╭──

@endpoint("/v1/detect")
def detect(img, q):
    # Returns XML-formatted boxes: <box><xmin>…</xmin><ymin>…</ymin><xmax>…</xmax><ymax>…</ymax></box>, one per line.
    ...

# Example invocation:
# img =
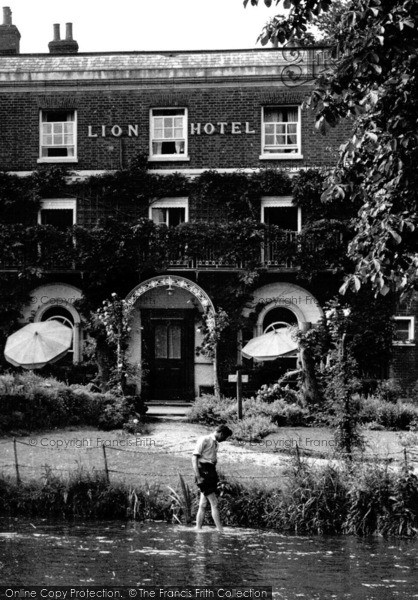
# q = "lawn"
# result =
<box><xmin>0</xmin><ymin>421</ymin><xmax>290</xmax><ymax>486</ymax></box>
<box><xmin>0</xmin><ymin>420</ymin><xmax>418</xmax><ymax>487</ymax></box>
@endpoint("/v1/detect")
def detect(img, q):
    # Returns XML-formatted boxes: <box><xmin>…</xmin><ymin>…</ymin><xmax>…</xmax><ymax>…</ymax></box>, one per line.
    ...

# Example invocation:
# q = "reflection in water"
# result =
<box><xmin>0</xmin><ymin>519</ymin><xmax>418</xmax><ymax>600</ymax></box>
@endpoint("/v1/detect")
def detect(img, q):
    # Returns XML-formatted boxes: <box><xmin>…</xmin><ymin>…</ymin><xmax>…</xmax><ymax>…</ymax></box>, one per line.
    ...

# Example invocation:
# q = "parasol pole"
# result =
<box><xmin>237</xmin><ymin>329</ymin><xmax>242</xmax><ymax>419</ymax></box>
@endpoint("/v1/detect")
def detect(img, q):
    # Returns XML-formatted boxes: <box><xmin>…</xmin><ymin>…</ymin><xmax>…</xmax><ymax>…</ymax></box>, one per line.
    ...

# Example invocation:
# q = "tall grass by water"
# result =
<box><xmin>0</xmin><ymin>461</ymin><xmax>418</xmax><ymax>537</ymax></box>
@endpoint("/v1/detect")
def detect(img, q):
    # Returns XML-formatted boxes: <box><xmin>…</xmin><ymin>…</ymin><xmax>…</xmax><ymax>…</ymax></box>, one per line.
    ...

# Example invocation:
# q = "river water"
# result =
<box><xmin>0</xmin><ymin>519</ymin><xmax>418</xmax><ymax>600</ymax></box>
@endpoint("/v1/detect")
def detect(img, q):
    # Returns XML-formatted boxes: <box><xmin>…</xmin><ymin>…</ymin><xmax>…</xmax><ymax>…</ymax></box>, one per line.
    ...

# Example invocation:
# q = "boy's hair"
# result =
<box><xmin>215</xmin><ymin>425</ymin><xmax>232</xmax><ymax>438</ymax></box>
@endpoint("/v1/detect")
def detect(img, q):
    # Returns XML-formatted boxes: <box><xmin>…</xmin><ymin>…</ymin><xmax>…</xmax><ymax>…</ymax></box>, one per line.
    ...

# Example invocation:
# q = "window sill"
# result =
<box><xmin>148</xmin><ymin>154</ymin><xmax>190</xmax><ymax>162</ymax></box>
<box><xmin>258</xmin><ymin>154</ymin><xmax>303</xmax><ymax>160</ymax></box>
<box><xmin>36</xmin><ymin>156</ymin><xmax>78</xmax><ymax>163</ymax></box>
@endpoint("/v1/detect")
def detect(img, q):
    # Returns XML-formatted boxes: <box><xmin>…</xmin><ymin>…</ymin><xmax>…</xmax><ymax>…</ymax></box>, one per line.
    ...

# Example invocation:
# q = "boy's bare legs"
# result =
<box><xmin>196</xmin><ymin>493</ymin><xmax>208</xmax><ymax>531</ymax></box>
<box><xmin>208</xmin><ymin>493</ymin><xmax>223</xmax><ymax>533</ymax></box>
<box><xmin>196</xmin><ymin>493</ymin><xmax>223</xmax><ymax>533</ymax></box>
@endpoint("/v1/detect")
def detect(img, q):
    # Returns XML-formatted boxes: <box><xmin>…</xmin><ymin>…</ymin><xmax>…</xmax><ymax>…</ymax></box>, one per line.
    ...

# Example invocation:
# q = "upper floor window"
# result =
<box><xmin>393</xmin><ymin>317</ymin><xmax>415</xmax><ymax>346</ymax></box>
<box><xmin>261</xmin><ymin>196</ymin><xmax>302</xmax><ymax>231</ymax></box>
<box><xmin>150</xmin><ymin>108</ymin><xmax>188</xmax><ymax>160</ymax></box>
<box><xmin>260</xmin><ymin>106</ymin><xmax>302</xmax><ymax>158</ymax></box>
<box><xmin>38</xmin><ymin>110</ymin><xmax>77</xmax><ymax>162</ymax></box>
<box><xmin>149</xmin><ymin>198</ymin><xmax>189</xmax><ymax>227</ymax></box>
<box><xmin>38</xmin><ymin>199</ymin><xmax>76</xmax><ymax>231</ymax></box>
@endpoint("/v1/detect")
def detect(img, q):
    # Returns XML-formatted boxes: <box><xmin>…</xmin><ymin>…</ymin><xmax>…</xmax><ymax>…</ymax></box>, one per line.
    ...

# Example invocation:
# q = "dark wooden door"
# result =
<box><xmin>141</xmin><ymin>310</ymin><xmax>194</xmax><ymax>400</ymax></box>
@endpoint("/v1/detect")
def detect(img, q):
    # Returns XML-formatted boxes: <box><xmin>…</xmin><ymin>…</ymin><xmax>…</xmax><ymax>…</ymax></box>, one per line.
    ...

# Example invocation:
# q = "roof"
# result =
<box><xmin>0</xmin><ymin>48</ymin><xmax>326</xmax><ymax>84</ymax></box>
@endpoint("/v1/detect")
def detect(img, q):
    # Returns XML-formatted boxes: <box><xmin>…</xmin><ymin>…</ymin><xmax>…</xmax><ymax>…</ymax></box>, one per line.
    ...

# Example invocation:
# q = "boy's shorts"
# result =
<box><xmin>196</xmin><ymin>463</ymin><xmax>219</xmax><ymax>496</ymax></box>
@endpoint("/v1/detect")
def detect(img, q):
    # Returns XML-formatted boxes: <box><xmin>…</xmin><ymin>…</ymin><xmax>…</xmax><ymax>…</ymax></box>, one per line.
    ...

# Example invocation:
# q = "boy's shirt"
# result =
<box><xmin>193</xmin><ymin>433</ymin><xmax>219</xmax><ymax>465</ymax></box>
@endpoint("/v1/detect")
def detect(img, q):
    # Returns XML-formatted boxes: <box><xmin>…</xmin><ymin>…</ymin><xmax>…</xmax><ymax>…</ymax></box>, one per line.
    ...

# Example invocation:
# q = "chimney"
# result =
<box><xmin>48</xmin><ymin>23</ymin><xmax>78</xmax><ymax>54</ymax></box>
<box><xmin>0</xmin><ymin>6</ymin><xmax>20</xmax><ymax>55</ymax></box>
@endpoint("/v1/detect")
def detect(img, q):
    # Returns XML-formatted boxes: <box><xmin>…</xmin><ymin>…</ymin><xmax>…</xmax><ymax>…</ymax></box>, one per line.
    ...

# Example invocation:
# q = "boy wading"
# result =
<box><xmin>192</xmin><ymin>425</ymin><xmax>232</xmax><ymax>532</ymax></box>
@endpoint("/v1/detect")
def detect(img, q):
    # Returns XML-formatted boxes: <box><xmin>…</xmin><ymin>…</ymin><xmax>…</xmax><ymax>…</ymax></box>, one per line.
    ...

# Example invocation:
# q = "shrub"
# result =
<box><xmin>0</xmin><ymin>372</ymin><xmax>147</xmax><ymax>431</ymax></box>
<box><xmin>243</xmin><ymin>398</ymin><xmax>309</xmax><ymax>427</ymax></box>
<box><xmin>187</xmin><ymin>394</ymin><xmax>237</xmax><ymax>425</ymax></box>
<box><xmin>229</xmin><ymin>415</ymin><xmax>277</xmax><ymax>441</ymax></box>
<box><xmin>360</xmin><ymin>396</ymin><xmax>418</xmax><ymax>430</ymax></box>
<box><xmin>256</xmin><ymin>382</ymin><xmax>300</xmax><ymax>404</ymax></box>
<box><xmin>375</xmin><ymin>379</ymin><xmax>403</xmax><ymax>402</ymax></box>
<box><xmin>187</xmin><ymin>395</ymin><xmax>309</xmax><ymax>440</ymax></box>
<box><xmin>276</xmin><ymin>463</ymin><xmax>347</xmax><ymax>534</ymax></box>
<box><xmin>344</xmin><ymin>465</ymin><xmax>393</xmax><ymax>535</ymax></box>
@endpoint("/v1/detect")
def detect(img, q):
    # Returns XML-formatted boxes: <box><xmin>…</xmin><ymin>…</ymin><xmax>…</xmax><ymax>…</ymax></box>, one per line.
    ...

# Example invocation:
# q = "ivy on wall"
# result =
<box><xmin>0</xmin><ymin>156</ymin><xmax>386</xmax><ymax>384</ymax></box>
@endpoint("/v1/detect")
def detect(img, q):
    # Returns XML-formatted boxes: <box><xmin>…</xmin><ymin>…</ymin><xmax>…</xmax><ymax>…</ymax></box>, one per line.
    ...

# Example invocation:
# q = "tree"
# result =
<box><xmin>244</xmin><ymin>0</ymin><xmax>418</xmax><ymax>294</ymax></box>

╰──

(Exercise description):
Return every line of the records above that contains the string "water", treating case as significant.

(Finished answer):
# q = "reflection in water"
# q = "tall grass by water"
# q = "river water"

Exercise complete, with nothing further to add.